╭─ Supplied records
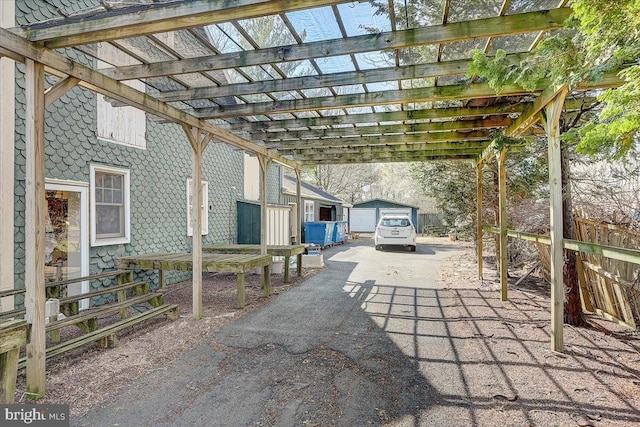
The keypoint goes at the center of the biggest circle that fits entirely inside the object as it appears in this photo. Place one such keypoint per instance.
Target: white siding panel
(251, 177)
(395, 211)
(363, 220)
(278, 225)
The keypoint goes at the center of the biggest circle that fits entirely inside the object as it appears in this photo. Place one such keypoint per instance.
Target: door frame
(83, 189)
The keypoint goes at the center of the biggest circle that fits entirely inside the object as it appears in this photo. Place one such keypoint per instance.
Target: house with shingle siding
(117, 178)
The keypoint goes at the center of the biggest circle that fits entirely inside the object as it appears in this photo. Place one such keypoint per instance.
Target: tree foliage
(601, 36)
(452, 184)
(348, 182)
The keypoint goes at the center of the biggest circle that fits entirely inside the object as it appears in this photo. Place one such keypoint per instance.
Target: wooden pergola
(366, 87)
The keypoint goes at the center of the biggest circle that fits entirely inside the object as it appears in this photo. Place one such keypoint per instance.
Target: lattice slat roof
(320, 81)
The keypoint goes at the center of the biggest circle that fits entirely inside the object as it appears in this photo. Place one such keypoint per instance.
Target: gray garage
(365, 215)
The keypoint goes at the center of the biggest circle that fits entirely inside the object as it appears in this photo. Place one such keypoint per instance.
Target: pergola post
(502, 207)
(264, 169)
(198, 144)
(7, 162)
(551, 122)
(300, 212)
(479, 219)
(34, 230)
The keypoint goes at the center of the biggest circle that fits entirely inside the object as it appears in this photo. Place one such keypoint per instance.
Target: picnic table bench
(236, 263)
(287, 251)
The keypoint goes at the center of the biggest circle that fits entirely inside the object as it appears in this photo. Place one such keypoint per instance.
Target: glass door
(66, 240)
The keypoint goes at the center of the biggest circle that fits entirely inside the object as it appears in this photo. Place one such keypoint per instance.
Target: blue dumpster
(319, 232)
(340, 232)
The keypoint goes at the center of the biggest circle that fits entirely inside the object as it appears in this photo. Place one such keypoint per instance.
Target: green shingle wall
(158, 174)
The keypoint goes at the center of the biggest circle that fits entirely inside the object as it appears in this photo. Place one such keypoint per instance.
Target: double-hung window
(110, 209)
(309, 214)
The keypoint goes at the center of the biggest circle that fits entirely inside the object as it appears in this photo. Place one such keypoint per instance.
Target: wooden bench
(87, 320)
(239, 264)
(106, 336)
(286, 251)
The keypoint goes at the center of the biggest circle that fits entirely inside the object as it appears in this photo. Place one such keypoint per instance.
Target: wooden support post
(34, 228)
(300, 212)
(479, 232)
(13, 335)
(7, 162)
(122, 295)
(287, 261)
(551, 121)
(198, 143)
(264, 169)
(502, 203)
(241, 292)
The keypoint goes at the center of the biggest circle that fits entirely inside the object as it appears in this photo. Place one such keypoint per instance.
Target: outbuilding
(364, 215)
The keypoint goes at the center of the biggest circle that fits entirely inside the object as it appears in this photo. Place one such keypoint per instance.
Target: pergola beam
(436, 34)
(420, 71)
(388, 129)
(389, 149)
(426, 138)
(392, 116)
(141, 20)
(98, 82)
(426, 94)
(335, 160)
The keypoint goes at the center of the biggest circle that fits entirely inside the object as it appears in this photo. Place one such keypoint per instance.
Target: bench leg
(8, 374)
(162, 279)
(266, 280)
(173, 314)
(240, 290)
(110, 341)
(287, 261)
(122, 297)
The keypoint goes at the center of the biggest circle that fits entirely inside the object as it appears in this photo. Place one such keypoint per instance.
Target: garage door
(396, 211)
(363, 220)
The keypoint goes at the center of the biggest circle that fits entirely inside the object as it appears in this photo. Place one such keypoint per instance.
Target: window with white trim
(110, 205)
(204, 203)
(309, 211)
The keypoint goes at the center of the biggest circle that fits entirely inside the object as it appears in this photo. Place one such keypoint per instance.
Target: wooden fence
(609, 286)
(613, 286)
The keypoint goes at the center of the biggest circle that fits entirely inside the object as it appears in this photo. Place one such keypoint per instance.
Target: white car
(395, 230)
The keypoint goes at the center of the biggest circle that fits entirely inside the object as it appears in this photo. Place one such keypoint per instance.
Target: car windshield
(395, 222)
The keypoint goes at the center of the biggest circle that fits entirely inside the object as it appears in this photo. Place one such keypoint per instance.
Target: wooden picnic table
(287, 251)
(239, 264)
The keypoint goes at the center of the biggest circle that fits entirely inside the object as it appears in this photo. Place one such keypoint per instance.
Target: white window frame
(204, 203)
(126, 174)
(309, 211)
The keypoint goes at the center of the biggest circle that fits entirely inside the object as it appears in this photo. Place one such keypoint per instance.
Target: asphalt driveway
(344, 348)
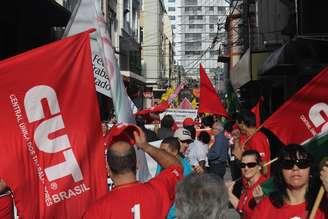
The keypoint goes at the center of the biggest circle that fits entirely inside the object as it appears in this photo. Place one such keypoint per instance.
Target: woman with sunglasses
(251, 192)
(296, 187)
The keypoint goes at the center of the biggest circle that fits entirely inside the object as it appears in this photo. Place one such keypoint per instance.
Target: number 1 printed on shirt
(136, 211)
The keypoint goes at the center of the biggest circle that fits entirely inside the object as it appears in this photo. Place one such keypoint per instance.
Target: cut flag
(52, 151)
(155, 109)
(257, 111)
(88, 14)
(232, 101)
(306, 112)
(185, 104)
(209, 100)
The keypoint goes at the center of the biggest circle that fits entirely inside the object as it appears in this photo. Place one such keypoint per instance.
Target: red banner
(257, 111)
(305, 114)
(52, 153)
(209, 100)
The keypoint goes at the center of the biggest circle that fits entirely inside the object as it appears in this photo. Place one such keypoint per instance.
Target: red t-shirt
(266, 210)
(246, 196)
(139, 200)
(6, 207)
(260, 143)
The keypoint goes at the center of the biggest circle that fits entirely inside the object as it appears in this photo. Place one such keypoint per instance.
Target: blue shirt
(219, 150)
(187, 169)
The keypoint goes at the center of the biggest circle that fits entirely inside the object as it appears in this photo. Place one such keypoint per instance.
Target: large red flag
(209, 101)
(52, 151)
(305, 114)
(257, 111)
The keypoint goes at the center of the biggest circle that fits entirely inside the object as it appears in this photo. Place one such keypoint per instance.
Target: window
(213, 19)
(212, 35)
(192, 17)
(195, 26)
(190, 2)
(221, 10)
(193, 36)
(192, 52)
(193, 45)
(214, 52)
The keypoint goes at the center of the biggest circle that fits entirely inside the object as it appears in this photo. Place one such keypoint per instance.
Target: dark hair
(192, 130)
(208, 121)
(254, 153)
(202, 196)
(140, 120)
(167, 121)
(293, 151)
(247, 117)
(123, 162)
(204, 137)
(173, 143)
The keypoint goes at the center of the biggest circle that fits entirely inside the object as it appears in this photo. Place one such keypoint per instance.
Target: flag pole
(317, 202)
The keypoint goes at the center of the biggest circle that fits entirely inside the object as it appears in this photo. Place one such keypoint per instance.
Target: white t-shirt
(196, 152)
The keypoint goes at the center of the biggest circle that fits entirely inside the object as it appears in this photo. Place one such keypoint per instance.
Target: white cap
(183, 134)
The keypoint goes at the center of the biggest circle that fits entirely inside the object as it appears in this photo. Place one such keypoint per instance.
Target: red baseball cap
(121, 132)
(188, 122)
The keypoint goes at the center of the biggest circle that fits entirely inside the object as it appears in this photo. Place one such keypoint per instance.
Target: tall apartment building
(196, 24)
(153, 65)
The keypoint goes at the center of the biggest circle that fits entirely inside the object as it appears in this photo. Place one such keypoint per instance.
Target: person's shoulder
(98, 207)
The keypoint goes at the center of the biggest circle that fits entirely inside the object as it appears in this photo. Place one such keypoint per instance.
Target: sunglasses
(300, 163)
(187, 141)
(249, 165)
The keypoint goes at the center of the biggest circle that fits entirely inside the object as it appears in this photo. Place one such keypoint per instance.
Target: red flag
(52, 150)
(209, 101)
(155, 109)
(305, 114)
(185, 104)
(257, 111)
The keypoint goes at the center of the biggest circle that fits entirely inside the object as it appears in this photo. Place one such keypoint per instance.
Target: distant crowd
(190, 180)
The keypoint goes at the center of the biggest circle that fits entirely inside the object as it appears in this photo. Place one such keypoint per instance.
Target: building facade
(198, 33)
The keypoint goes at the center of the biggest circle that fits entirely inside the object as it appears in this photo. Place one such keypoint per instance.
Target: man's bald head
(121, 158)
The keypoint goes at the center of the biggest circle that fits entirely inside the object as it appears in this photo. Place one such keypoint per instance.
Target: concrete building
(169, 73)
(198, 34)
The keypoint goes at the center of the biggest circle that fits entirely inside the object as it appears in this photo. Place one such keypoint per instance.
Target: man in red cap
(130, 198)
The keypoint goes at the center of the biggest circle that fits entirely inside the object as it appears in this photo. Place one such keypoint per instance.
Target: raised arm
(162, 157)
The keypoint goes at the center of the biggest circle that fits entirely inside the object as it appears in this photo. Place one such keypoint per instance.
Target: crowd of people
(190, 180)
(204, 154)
╰─
List every line in the records above that contains the word "wooden", copying each line in full.

Response for this exercise:
Target: wooden pergola
Target: wooden bench
Target: wooden support post
Target: wooden fence
Target: wooden picnic table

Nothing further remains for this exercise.